> [Selected excerpt]
▼▼▼
Purple Disco Machine is the artist of the moment who transports the listener on a journey through the music of the past thanks to his unmistakable sound, back to the future to make entire generations dance. With over 650 million streams worldwide, Tino Piontek keeps surprising with solid positions at the top of charts. In Italy, the German-born artist was immediately appreciated thanks to the hit “Hypnotized” with Sophie and The Giants (four times platinum) but also with the most recent “Fireworks” which went platinum a few months after its release (both on Sony Music).
We had the opportunity to chat with Purple Disco Machine about his latest track “Dopamine”, on the upcoming album entitled “Exotica” and also about his past and passion for disco house music.
Ciao Tino, welcome to Italy! My name is Eleonora and I’m here to ask you some questions about you and your music, thank to the opportunity that YouBeat gave me. Your amazing style is influenced by the music of the past. What or who gave you this passion and why are you so attached to it?
Actually my parents gave me this passion because they’re obsessed for music, they have a vinyl collection and we were listening to music all days so I grew up with music and they took me to festivals or concerts. As a kid I went to concerts with my parents and I’ve got the passion for music from my parents definitely.
Your new single is titled “Dopamine”, the “feel-good neurotransmitter” which plays a big role in how we feel pleasure, think and plan. What activates your dopamine in music or hobbies the most?
▲▲▲
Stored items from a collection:
▼▼▼
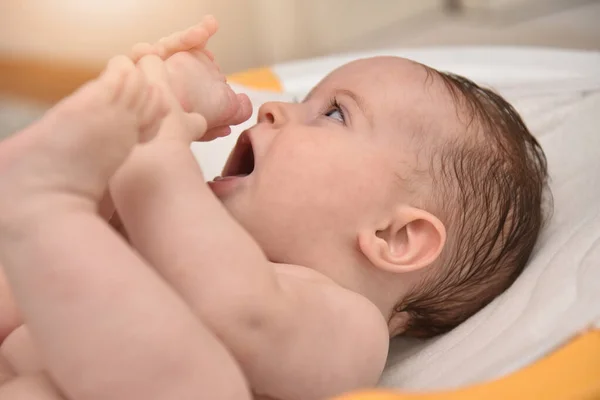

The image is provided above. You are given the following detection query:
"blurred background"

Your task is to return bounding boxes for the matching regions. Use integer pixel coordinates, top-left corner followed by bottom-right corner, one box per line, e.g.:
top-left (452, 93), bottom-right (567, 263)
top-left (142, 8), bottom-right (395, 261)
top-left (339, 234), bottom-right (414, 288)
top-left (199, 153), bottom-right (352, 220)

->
top-left (0, 0), bottom-right (600, 138)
▲▲▲
> [Exercise goal] In the interview with Purple Disco Machine, what reason does Tino Piontek give for his passion for music?

> [Task output] He got it from his parents, who are obsessed with music and have a vinyl collection. The family listened to music all day, so he grew up with it, and as a kid his parents took him to festivals and concerts.